**Task objective:** Retype exactly the lines from the line with "Target: wooden window trim" to the end of the data, keeping both boundary lines.

**Exercise input:**
--------

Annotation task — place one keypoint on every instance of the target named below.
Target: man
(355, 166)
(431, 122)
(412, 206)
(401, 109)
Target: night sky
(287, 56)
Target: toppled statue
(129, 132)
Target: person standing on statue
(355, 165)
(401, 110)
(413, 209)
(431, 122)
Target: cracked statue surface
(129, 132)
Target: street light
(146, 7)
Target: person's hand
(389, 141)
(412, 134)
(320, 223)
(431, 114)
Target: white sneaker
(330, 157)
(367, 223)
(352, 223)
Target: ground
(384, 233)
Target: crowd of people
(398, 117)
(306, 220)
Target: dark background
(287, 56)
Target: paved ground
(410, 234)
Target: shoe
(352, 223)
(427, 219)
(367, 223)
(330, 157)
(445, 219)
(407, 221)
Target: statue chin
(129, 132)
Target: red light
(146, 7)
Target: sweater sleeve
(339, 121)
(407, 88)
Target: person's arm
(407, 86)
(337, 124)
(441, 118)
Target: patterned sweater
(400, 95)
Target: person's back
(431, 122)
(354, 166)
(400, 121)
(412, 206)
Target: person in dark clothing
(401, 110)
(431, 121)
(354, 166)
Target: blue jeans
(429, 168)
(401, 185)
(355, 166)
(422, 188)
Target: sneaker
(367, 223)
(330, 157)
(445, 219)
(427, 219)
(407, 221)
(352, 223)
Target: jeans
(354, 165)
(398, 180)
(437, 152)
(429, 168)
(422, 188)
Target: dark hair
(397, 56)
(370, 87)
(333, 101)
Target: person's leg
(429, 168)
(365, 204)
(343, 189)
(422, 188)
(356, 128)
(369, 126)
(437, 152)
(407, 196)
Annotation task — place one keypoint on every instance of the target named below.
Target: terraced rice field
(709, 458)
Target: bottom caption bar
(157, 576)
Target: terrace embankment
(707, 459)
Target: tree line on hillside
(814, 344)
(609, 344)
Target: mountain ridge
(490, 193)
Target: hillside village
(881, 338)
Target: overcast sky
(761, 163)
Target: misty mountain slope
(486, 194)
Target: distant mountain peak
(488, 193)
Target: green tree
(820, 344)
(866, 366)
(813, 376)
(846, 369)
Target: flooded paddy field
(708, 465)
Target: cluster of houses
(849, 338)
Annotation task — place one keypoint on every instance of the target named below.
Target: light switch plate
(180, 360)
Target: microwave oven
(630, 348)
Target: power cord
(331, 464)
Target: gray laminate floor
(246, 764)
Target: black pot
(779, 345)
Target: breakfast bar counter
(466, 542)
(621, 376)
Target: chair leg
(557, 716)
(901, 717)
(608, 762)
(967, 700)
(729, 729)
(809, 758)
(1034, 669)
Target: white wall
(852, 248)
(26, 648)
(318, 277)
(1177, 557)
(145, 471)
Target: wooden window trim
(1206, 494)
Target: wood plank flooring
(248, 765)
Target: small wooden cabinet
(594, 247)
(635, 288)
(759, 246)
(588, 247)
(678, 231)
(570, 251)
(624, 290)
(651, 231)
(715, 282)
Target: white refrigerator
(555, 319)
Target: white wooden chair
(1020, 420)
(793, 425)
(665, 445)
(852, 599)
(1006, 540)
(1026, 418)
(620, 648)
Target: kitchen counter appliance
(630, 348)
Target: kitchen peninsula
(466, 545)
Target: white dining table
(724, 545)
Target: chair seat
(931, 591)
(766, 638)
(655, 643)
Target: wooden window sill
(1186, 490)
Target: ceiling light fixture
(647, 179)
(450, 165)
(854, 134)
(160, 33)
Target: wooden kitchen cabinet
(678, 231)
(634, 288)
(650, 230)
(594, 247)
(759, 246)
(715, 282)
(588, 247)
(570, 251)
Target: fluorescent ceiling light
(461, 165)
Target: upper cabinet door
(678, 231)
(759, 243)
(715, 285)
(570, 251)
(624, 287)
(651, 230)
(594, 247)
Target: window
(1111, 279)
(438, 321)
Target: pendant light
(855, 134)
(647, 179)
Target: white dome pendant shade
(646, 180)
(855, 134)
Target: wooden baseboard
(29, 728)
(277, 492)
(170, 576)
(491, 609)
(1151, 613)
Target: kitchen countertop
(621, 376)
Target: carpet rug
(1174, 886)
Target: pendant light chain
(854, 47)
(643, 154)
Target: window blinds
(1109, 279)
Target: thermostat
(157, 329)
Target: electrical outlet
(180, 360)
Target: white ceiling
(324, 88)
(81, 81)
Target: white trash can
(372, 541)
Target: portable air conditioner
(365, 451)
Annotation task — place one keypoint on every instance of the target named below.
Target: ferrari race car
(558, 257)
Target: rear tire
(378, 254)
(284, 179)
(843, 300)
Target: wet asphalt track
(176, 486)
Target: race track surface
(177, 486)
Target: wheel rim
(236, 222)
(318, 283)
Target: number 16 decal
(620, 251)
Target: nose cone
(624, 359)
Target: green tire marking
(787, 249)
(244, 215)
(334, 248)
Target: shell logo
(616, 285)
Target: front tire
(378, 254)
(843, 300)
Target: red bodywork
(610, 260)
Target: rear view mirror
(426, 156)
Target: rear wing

--------

**Result of this exercise:**
Target: wooden window trim
(1206, 494)
Target: wood plank flooring
(248, 765)
Target: small wooden cabinet
(594, 247)
(635, 288)
(759, 246)
(588, 247)
(678, 231)
(570, 251)
(624, 290)
(651, 231)
(715, 282)
Target: white refrigerator
(555, 319)
Target: white wooden chair
(1020, 420)
(793, 425)
(665, 445)
(852, 599)
(1006, 540)
(1026, 418)
(620, 648)
Target: kitchen counter appliance
(630, 348)
Target: kitchen peninsula
(466, 545)
Target: white dining table
(724, 545)
Target: chair seat
(931, 591)
(766, 638)
(655, 643)
Target: wooden window sill
(1186, 490)
Target: ceiling light fixture
(647, 179)
(450, 165)
(854, 134)
(160, 33)
Target: wooden kitchen cabinet
(678, 231)
(634, 288)
(650, 230)
(594, 247)
(759, 246)
(715, 282)
(588, 247)
(570, 251)
Target: fluorescent ceiling light
(461, 165)
Target: upper cabinet door
(678, 231)
(759, 243)
(715, 285)
(570, 251)
(624, 287)
(651, 230)
(594, 247)
Target: window
(1111, 279)
(438, 321)
Target: pendant light
(855, 134)
(647, 179)
Target: white dome pendant shade
(646, 180)
(855, 134)
Target: wooden baseboard
(29, 728)
(277, 492)
(170, 576)
(491, 609)
(1151, 613)
Target: kitchen countertop
(621, 376)
Target: carpet rug
(1174, 886)
Target: pendant light chain
(854, 47)
(643, 154)
Target: window blinds
(1109, 279)
Target: thermostat
(157, 329)
Target: electrical outlet
(180, 360)
Target: white ceiling
(324, 88)
(81, 81)
Target: white trash can
(372, 541)
Target: portable air conditioner
(365, 451)
Annotation task — place one keypoint on every instance of the target named below.
Target: ferrari race car
(558, 257)
Target: rear tire
(378, 254)
(284, 179)
(843, 300)
Target: wet asphalt track
(176, 486)
Target: race track surface
(177, 486)
Target: wheel rim
(236, 222)
(318, 283)
Target: number 16 decal
(620, 251)
Target: nose cone
(624, 359)
Target: green tire marking
(787, 249)
(244, 215)
(334, 248)
Target: shell logo
(616, 285)
Target: front tire
(378, 254)
(843, 300)
Target: red bodywork
(610, 260)
Target: rear view mirror
(426, 156)
Target: rear wing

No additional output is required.